Cada vez que se apaga la luz en
Ceuta, algo que viene ocurriendo desde hace muchísimos años,
frecuentemente y casi siempre en el extrarradio, lo primero
que se me viene a la cabeza son los años de nuestra
posguerra. No lo puedo remediar. Y sucede que en esos
momentos los recuerdos de aquellos años oscuros y terribles,
desfilan ante mí con tanta claridad como para darme cuenta
de que las chapuzas siguen formando parte de nuestra manera
de vivir.
Los que nacimos cuando en España aún estaban sonando los
últimos cañonazos de nuestra guerra incivil, vivimos
rodeados de gentes vestidas con harapos, vendajes y repletas
de una tristeza infinita. En vez de gasolina, los coches
caminaban gracias a la combustión de leña en los gasógenos.
La luz de gas volvía a sustituir a la eléctrica en las
calles. Y la restricción de energía, de fuerza y luz,
detenía la mano del cirujano en el quirófano, o el trabajo
de los obreros en la fábrica, y así sucesivamente.
Cuando se apaga la luz en Ceuta, algo que viene ocurriendo
desde hace muchísimos años, frecuentemente y casi siempre en
el extrarradio, los recuerdos almacenados en la alacena de
mi memoria, procedentes de aquellos años de posguerra, tan
duros, tan grises, tan largos y tan húmedos, pugnan por
salir a la superficie para hacerse notar. Y me veo obligado
a ordenarlos, pues son muchos y todos ansían destacar.

ENTRADAS GUARDADAS ->

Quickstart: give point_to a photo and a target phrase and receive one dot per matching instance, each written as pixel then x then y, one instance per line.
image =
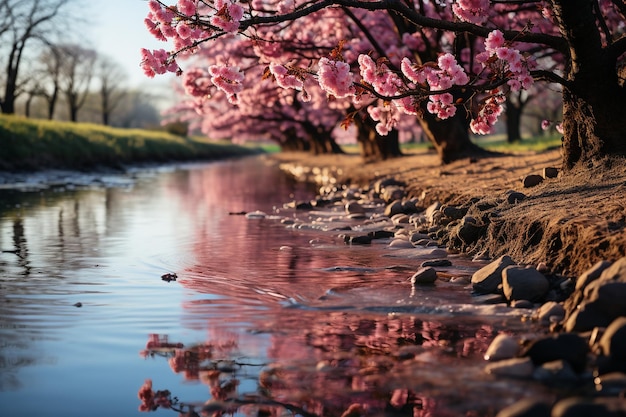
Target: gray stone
pixel 613 341
pixel 526 283
pixel 555 371
pixel 392 193
pixel 586 407
pixel 532 180
pixel 416 237
pixel 550 312
pixel 354 207
pixel 550 172
pixel 503 346
pixel 591 274
pixel 393 208
pixel 570 347
pixel 400 243
pixel 431 210
pixel 487 279
pixel 436 262
pixel 424 276
pixel 454 213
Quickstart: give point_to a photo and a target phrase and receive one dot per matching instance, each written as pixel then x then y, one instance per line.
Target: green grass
pixel 534 144
pixel 27 144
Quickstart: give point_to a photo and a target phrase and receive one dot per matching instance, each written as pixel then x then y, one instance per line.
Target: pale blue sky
pixel 116 29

ENUNCIADO ->
Transcribe sin cambios el pasaje del texto sobre los apagones en Ceuta que va entre "Cuando se apaga" y "todos ansían destacar.", ambos incluidos.

SOLUCIÓN ->
Cuando se apaga la luz en Ceuta, algo que viene ocurriendo
desde hace muchísimos años, frecuentemente y casi siempre en
el extrarradio, los recuerdos almacenados en la alacena de
mi memoria, procedentes de aquellos años de posguerra, tan
duros, tan grises, tan largos y tan húmedos, pugnan por
salir a la superficie para hacerse notar. Y me veo obligado
a ordenarlos, pues son muchos y todos ansían destacar.